Gösterilen Metin:

»»

Mlliyet Milliyet Blog Milliyet Blog
 
Facebook Connect
Blog Kategorileri
 

22 Ağustos '07

 
Kategori
Aşk - Evlilik
 

İyi ve kötü günde

İyi ve kötü günde
 

“İyi günde, kötü günde bir ömür beraberiz “ diye söz vererek başlattığımız evlilikler maalesef ekonomik, kültür farklılığı, cinsellik gibi faktörler yüzünden günden güne eriyip bitiyor. Eşlerin birbirlerine tahammül güçleri kalmadı. Günümüz ekonomisinin zor şartları altında sağlanan kazançlar bir evi geçindirmeye yetmiyor. Erkeğin kumar-içki gibi kötü alışkanlıkları ise işin cabası. Hiç bir güvencesi olmayan kadın her şeye itiraz etmeye başlıyor ve zaten aciz olan taraf dayağa tutunuyor. Dünyaya anne ve babalarının istekleri ile gelmiş olan çocuklar ise bu mutsuz aile yapısına sadece seyirci kalıyorlar. Belki bir köşeye sinmiş sesizce ağlayarak. Belki de isyan edip, kapıyı çekip giderek. Başlarına gelecek olan onca kötülüklerden habersiz. Sonuç: “Hayırsız bir eş, parasızlık ve dayak. Bu benim kaderim “diyen bir kadın .Profosyenel desteğe ihtiyacı olan sorunlu çocuklar. İşte bu ailenin çocukları Türkiye’nin geleceği. Çok yazık. Rasûllâh’ın (s.a.v.) Efendimiz “Sizin en hayırlı olanınız eşine ve çocuklarına hayırlı olanınızdır” diye buyurmaktadır. Evliklerine karşı son derece sorumsuzluk örneği olan hayırsız erkeklere , Peygamber (s.a.v.) Efendimizin bu hadîs-i şerîflerini altını çizerek hatırlatırız.
Ekonomik özgürlüğü olan kadın ise daha az fedakâr. Tek ayağı üzerinde dans edebilen bir balerin edasıyla “güçlüyüm” diyebiliyor. Erkeğin çalışan kadına karşı tutumu daha farklı. Saygılı ve ölçülü. Hayatı ortak paydada yaşamayı kabul ediyor. Eğer ilişki herhangi bir nedenden dolayı zarar görmeye başlarsa, kadın evliliğinin en civcivli anında “Tek başıma hayatın üstesinden gelebilirim” diyecek gücü buluyor ve yollarını ayırıyor. Hem de çocukları ile. Aslında bu anlamda erkeklerin daha zayıf olduğuna inanıyorum. Çünkü; kurulu bir düzenin dağılması onlar için gerçekten zor. Yaptıkları yanlışları her zaman kadının eksikliklerine –dırdır etme, baskı vs-mal ederler ama var olan düzeni de çantada keklik diye görürler.

««

Liste:
»»

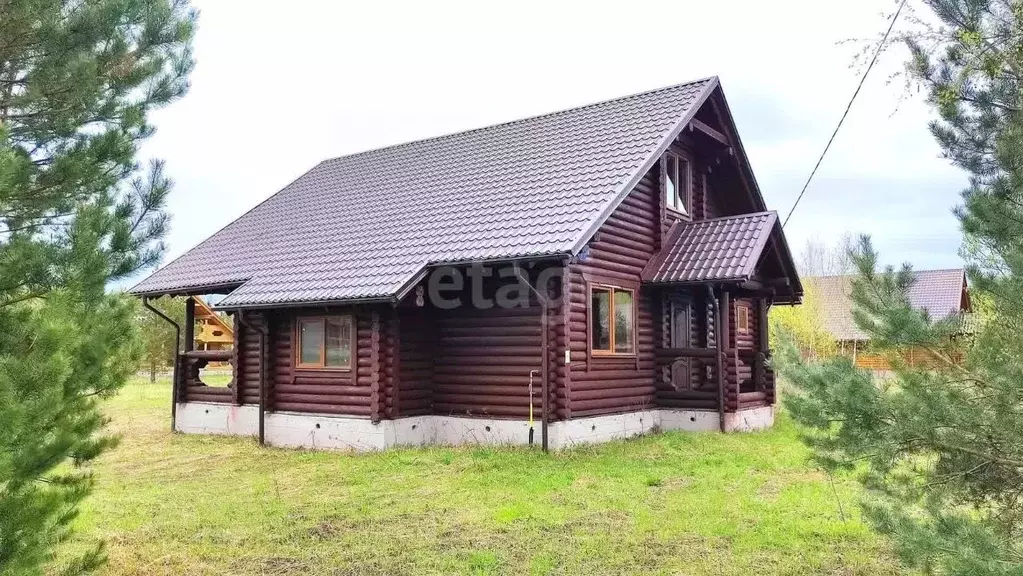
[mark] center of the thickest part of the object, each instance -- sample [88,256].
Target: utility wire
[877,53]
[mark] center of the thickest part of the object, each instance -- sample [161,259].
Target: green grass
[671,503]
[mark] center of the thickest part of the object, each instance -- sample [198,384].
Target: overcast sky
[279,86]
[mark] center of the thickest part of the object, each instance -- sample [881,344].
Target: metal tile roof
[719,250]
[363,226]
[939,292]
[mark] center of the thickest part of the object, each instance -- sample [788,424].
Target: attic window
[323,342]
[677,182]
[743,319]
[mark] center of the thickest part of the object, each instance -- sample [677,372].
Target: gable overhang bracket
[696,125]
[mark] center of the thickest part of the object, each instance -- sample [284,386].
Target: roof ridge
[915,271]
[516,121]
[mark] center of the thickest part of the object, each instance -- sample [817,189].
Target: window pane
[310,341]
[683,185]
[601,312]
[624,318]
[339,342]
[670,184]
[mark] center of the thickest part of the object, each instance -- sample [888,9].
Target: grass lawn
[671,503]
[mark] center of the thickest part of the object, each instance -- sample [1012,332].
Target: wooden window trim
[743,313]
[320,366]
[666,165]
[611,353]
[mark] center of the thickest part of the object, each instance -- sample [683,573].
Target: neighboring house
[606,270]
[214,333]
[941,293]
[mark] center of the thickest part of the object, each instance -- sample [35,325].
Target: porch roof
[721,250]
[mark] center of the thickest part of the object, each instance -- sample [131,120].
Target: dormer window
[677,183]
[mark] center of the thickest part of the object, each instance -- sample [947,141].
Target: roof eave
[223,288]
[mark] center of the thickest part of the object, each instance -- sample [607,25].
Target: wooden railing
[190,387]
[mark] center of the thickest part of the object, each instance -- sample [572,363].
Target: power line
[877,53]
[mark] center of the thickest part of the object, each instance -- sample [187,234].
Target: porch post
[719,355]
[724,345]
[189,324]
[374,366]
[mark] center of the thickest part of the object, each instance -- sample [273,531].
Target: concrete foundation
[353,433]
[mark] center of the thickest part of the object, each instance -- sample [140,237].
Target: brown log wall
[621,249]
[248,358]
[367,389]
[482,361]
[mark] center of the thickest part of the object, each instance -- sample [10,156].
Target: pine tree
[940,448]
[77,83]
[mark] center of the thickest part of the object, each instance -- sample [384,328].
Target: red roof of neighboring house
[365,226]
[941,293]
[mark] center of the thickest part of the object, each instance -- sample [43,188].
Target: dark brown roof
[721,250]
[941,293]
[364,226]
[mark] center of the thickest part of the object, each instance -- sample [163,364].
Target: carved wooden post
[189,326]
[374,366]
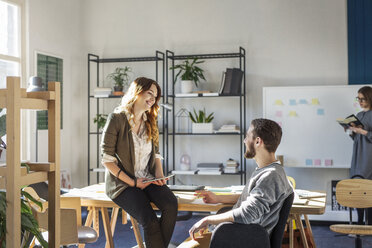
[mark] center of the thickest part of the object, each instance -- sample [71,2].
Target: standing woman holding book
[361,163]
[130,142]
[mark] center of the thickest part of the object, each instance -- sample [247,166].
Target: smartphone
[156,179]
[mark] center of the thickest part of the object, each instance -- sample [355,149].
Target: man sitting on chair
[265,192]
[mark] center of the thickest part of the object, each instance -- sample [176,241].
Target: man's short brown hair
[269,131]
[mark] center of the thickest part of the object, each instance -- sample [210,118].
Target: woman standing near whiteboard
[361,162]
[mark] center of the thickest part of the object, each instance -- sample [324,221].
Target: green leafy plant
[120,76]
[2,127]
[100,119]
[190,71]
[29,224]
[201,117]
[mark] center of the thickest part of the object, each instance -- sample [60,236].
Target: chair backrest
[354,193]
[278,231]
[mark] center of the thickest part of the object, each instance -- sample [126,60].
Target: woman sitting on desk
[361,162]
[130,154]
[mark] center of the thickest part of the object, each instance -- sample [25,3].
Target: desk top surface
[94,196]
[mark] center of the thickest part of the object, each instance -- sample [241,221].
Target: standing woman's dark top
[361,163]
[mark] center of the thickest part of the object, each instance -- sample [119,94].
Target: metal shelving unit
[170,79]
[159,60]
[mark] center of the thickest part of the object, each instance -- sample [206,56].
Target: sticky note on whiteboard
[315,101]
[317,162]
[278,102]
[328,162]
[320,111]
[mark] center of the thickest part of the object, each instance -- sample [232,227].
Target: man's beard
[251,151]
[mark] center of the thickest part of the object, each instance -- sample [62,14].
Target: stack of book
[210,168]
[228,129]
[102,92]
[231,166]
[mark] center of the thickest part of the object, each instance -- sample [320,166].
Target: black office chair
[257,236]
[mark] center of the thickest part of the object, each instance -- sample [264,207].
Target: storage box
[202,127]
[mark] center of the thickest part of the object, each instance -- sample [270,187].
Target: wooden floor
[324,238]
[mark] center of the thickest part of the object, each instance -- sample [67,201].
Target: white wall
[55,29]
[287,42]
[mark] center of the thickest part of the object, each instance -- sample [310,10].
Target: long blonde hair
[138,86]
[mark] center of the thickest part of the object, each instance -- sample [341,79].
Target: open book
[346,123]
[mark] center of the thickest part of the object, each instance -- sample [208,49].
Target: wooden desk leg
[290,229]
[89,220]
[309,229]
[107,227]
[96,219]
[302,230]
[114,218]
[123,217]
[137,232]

««
»»

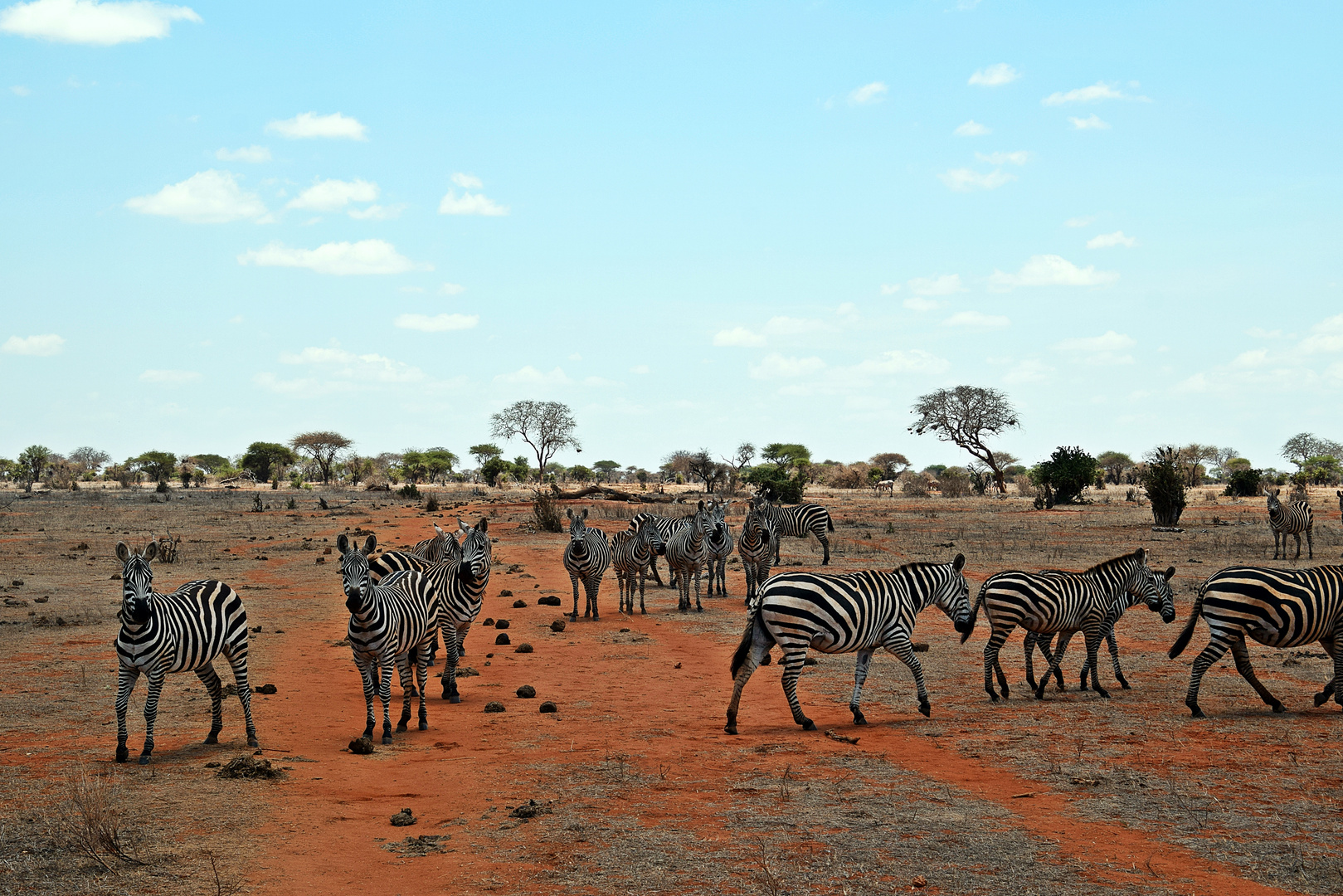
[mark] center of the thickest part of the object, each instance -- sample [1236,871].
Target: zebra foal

««

Görev: Evlilik üzerine yazıda "Ekonomik özgürlüğü olan" ifadesinden "keklik diye görürler." ifadesine kadar olan bölümü harfi harfine yazıya geçirin. Liste başka bir kaynaktan alınmıştır.

Sonuç:
Ekonomik özgürlüğü olan kadın ise daha az fedakâr. Tek ayağı üzerinde dans edebilen bir balerin edasıyla “güçlüyüm” diyebiliyor. Erkeğin çalışan kadına karşı tutumu daha farklı. Saygılı ve ölçülü. Hayatı ortak paydada yaşamayı kabul ediyor. Eğer ilişki herhangi bir nedenden dolayı zarar görmeye başlarsa, kadın evliliğinin en civcivli anında “Tek başıma hayatın üstesinden gelebilirim” diyecek gücü buluyor ve yollarını ayırıyor. Hem de çocukları ile. Aslında bu anlamda erkeklerin daha zayıf olduğuna inanıyorum. Çünkü; kurulu bir düzenin dağılması onlar için gerçekten zor. Yaptıkları yanlışları her zaman kadının eksikliklerine –dırdır etme, baskı vs-mal ederler ama var olan düzeni de çantada keklik diye görürler.